--- START Text to read ---
Grenouille's mother - Grenouille was her fifth baby. She had claimed her first four were stillbirths or "semi-stillbirths". In her mid-twenties, with missing teeth, "some hair on her head", a touch of gout and syphilis, she was, obviously, quite ugly.

Jeanne Bussie - One of Grenouille's many wet-nurses. She was the first person to realize he had no scent. Claimed he was sucking all the life out of her.

Father Terrier - He was in charge of the church's charities, and the distribution of its money to the poor and needy. He first thought Grenouille was a cute baby, but once Grenouille began to sniff Terrier, the priest was highly disturbed and sent the baby to a boarding house.

Madame Gaillard - She had no sense of smell, so she didn't know that Grenouille had no scent. In charge of a boarding house, her goal in life was to save enough money to have a proper death and funeral. Ironically, she loses all her money in old age, dies a miserable death, and is not even buried, but rather, thrown onto a heap with other bodies.

Children at the Boarding House - They were repulsed by Grenouille and even tried, in vain, to suffocate him with rags and blankets while Grenouille was asleep.

Grimal - A tanner who lived near the river in the rue de la Mortellerie. Grenouille works for him from age eight into his early youth.

The Girl - Her natural scent was that of sea breeze, water lillies, and apricot blossoms; it was a rich, perfectly balanced and magical scent. She had red hair and wore a gray, sleeveless dress. She was halving plums when Greouille killed her as his first victim.

Giuseppe Baldini - An old perfumer. Lacking a gift for it, he merely knows the art of perfumery. He takes on Grenouille as an apprentice and becomes rich from the perfumes that Grenouille creates for him. He ends up giving Grenouille journeyman papers, which will help Grenouille in his future travels. He owns a perfume shop filled with a strong amalgam of scents. The shop is so intoxicating that it scares away potential customers; Baldini is too dense to realize this fact. The shop is located in the middle of the Pont-au-Change.

Chenier - Baldini's assistant. He is somewhat younger than Baldini. He knows Baldini is talentless, but still boasts Baldini's skills in hopes that one day he will inherit Baldini's perfume shop.

Pélissier - Never actually appears in novel. He is only talked about because he is considered the most innovative perfumer in Paris.

Taillade-Espinasse - Marquis, liege lord of a town of Pierrefort and a member of parliament, he is an amateur scientist who develops indulgent and ridiculous theses.

Madame Arnulfi - A lively, black-haired woman of around thirty. She has been widowed for almost a year. She owns the perfume business of her dead husband and has a journeyman named Druot, who is also her lover. She hires Grenouille as her second journeyman.

Druot - Arnulfi's journeyman and lover. He is the size of a Hun and is not very smart.

Antoine Richis - Second consul and the richest man in Grasse, he is the father of Laure.

Laure - The most beautiful girl in Grasse. She is the one who contains the fragrance of Grenouille's dreams.
--- END Text to read ---
Task requirements: Return the stretch of the character list from "Chenier - Baldini's" through "Baldini's perfume shop.", copied word for word.
--- START Stored records ---
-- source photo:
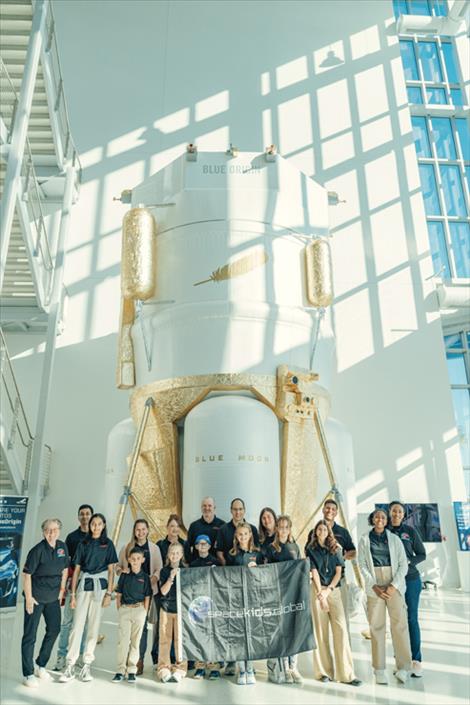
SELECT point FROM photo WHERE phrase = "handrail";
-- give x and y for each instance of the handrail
(60, 105)
(17, 405)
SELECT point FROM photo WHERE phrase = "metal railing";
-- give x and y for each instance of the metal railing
(30, 194)
(20, 437)
(60, 106)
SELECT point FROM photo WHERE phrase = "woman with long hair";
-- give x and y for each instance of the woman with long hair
(327, 608)
(383, 563)
(266, 528)
(92, 585)
(284, 548)
(152, 565)
(415, 553)
(245, 552)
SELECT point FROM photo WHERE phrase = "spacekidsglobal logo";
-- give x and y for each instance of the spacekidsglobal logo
(203, 608)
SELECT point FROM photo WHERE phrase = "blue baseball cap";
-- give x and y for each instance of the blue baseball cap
(202, 537)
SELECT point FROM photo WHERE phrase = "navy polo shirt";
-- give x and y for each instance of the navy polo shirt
(414, 548)
(164, 545)
(324, 562)
(94, 556)
(245, 557)
(202, 562)
(289, 552)
(379, 549)
(201, 526)
(134, 587)
(72, 541)
(46, 565)
(226, 534)
(168, 601)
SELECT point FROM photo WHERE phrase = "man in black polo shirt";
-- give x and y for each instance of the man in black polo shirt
(85, 512)
(226, 532)
(44, 577)
(209, 524)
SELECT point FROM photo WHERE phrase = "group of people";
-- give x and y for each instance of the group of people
(83, 572)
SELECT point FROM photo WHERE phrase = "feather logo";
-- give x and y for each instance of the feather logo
(238, 267)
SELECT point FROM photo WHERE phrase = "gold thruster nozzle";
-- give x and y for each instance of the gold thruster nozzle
(138, 265)
(319, 273)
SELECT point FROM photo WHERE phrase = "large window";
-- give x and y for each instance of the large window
(442, 143)
(420, 7)
(458, 364)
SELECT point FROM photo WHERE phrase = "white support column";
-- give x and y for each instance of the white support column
(34, 488)
(20, 129)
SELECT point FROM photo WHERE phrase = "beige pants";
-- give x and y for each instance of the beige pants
(376, 614)
(341, 668)
(86, 609)
(168, 632)
(131, 625)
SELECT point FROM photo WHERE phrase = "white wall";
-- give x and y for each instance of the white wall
(322, 80)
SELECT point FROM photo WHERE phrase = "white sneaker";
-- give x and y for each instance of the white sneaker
(30, 681)
(68, 674)
(381, 678)
(41, 673)
(297, 676)
(59, 664)
(85, 673)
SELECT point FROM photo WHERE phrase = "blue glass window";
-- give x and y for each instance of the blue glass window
(456, 368)
(450, 61)
(436, 96)
(453, 342)
(452, 187)
(419, 7)
(414, 95)
(464, 137)
(439, 8)
(456, 96)
(460, 237)
(409, 60)
(437, 241)
(430, 61)
(443, 138)
(429, 189)
(420, 135)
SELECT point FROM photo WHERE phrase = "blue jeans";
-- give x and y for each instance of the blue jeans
(413, 591)
(67, 621)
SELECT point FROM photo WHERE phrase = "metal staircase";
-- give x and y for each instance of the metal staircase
(39, 181)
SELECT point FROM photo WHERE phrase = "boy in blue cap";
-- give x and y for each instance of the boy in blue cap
(205, 559)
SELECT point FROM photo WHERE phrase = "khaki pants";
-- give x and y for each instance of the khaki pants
(86, 609)
(168, 632)
(131, 625)
(376, 614)
(341, 668)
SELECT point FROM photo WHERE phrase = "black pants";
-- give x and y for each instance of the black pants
(51, 612)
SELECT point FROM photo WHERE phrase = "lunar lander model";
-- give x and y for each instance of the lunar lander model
(226, 342)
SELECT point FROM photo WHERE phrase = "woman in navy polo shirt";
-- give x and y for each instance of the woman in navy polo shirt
(415, 553)
(92, 585)
(44, 578)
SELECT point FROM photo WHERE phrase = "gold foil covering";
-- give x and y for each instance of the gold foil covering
(138, 264)
(319, 274)
(157, 478)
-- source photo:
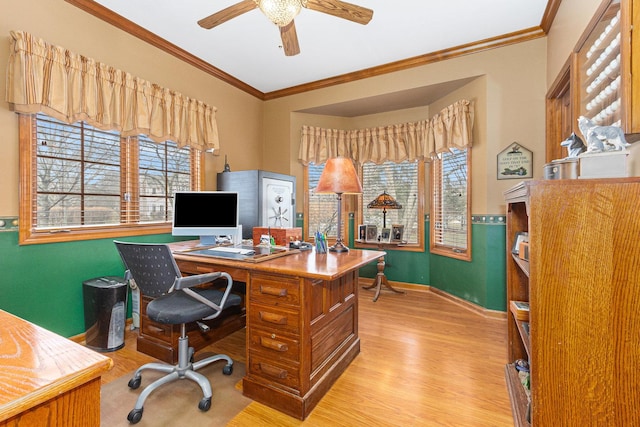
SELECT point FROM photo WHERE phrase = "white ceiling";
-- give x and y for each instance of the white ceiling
(248, 46)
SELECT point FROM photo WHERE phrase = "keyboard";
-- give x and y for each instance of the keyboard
(231, 250)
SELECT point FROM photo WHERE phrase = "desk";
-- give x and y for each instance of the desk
(302, 321)
(45, 378)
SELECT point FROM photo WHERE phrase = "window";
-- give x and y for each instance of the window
(404, 181)
(450, 217)
(80, 182)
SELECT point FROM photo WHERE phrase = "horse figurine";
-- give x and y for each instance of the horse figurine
(601, 138)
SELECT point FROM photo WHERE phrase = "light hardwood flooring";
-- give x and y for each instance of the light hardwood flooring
(424, 361)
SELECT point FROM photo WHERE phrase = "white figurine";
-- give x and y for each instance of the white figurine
(601, 138)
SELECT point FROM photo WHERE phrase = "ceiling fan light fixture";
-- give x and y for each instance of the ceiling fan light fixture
(280, 12)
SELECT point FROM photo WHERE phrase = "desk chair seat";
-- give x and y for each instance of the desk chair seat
(176, 302)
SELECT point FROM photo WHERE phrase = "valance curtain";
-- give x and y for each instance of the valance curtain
(421, 140)
(71, 87)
--- END Stored records ---
Correct output:
Chenier - Baldini's assistant. He is somewhat younger than Baldini. He knows Baldini is talentless, but still boasts Baldini's skills in hopes that one day he will inherit Baldini's perfume shop.